• **EXERCISE**
Repeat each entry below without omitting a single word.

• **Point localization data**

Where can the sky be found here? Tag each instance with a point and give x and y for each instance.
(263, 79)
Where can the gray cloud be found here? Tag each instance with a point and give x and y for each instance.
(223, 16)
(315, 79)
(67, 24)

• **REPLY**
Where can the sky be found here? Tag each instance with a point and give x and y for each instance.
(263, 79)
Where can the gray cloud be found here? Tag each instance with a point and give x and y for each instance.
(223, 16)
(315, 79)
(67, 24)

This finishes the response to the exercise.